Darin kommt die von Beginn an vorhandene Einsicht zum
Ausdruck, dass Rebellion Vertrauen in ihre eigenen Strukturen,
Zeit- und Raumgefühl bedeutet. Und diese Vorstellung
von "Zeit" z.B. ist sehr eng mit der Frage
demokratischer Strukturen verbunden, die ganze Frage
des Beharrens darauf, dass Entscheidungen durch einen
Prozess der gemeinschaftlichen Diskussion erfolgen müssen.
Weil wenn man darauf beharrt, braucht das viel Zeit,
einfach eine andere Zeitvorstellung. Die Asymmetrie,
dieses Fehlen von Symmetrie zwischen der Herrschaftslogik
und der Logik der Revolte ist für die zapatistische
Bewegung von Anfang an absolut zentral. Und das wird
immer wieder in ihren Kommuniqués, in ihrer Verwendung
von Erzählungen, Witzen und Gedichten deutlich.

**ARBEITSANWEISUNGEN**
a: Geben Sie aus dem Text über die zapatistische Bewegung alles von „Darin kommt die“ bis hinunter zu „und Gedichten deutlich.“ wortgetreu aus.
b: Greifen Sie den Text über die zapatistische Bewegung auf und führen Sie ihn im Anschluss an seinen letzten Satz weiter.

Datensätze mit Positionsannotationen
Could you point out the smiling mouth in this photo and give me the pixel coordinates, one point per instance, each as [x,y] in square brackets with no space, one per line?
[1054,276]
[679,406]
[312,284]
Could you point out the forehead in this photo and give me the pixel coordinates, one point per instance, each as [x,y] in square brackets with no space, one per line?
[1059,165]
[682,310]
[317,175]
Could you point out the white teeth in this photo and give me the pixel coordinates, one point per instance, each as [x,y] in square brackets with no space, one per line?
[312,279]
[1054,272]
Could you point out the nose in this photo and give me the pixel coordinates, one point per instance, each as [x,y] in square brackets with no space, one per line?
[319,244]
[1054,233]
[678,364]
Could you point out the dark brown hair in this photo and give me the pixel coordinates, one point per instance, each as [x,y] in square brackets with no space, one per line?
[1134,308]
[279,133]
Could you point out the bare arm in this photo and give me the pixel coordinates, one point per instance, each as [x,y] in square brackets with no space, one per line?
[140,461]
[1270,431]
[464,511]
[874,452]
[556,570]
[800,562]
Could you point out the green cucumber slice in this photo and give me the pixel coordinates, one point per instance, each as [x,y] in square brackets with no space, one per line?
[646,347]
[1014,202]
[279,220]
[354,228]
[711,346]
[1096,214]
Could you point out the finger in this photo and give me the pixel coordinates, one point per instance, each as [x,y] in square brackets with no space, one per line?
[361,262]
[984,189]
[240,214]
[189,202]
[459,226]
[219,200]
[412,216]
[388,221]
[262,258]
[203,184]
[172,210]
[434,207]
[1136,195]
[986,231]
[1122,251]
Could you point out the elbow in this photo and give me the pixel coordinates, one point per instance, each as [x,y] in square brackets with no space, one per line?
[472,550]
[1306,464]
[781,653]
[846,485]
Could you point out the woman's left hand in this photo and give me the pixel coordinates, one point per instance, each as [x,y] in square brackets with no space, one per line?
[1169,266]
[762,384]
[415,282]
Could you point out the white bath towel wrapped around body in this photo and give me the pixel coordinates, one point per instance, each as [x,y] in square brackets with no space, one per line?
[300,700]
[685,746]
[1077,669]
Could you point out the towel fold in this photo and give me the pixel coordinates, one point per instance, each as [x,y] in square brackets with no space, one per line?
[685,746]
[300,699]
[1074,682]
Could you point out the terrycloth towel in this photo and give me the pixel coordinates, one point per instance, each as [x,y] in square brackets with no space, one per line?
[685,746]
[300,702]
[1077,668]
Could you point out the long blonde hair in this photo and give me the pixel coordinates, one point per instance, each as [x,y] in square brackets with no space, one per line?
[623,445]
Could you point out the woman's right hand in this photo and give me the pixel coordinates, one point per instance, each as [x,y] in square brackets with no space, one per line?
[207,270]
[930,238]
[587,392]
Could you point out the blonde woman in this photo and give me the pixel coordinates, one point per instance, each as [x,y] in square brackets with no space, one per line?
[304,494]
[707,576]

**ENDGÜLTIGE ANTWORTEN**
a:
Darin kommt die von Beginn an vorhandene Einsicht zum
Ausdruck, dass Rebellion Vertrauen in ihre eigenen Strukturen,
Zeit- und Raumgefühl bedeutet. Und diese Vorstellung
von "Zeit" z.B. ist sehr eng mit der Frage
demokratischer Strukturen verbunden, die ganze Frage
des Beharrens darauf, dass Entscheidungen durch einen
Prozess der gemeinschaftlichen Diskussion erfolgen müssen.
Weil wenn man darauf beharrt, braucht das viel Zeit,
einfach eine andere Zeitvorstellung. Die Asymmetrie,
dieses Fehlen von Symmetrie zwischen der Herrschaftslogik
und der Logik der Revolte ist für die zapatistische
Bewegung von Anfang an absolut zentral. Und das wird
immer wieder in ihren Kommuniqués, in ihrer Verwendung
von Erzählungen, Witzen und Gedichten deutlich.

b:
Und all diese Dinge, die auf den ersten Blick wie bloße
Dekoration wirken, die für die Revolte nur sekundär
sind, erweisen sich als zentral für die Revolte
selbst, dass sie eine andere Form des Begreifens der
Welt und von Beziehungen zwischen Menschen vorschlagen
und darauf beharren. Während die traditionelle
Vorstellung von Revolution stark auf einer militärischen
Metapher beruhte, auf der Idee, dass es um den Zusammenstoß
von zwei Armeen geht. Und dass zur Besiegung des Feinds
die Methoden des Feinds akzeptiert werden müssen.
Es ist sehr wichtig, dass die Zapatistas damit gebrochen
und sich dem verweigert haben. Um zu rebellieren, muss
man eine Sprache entwickeln für die Dinge, die
man macht, die der Staat einfach nicht versteht. Und
das haben sie in den letzten zehn Jahren konsistent
immer wieder gemacht.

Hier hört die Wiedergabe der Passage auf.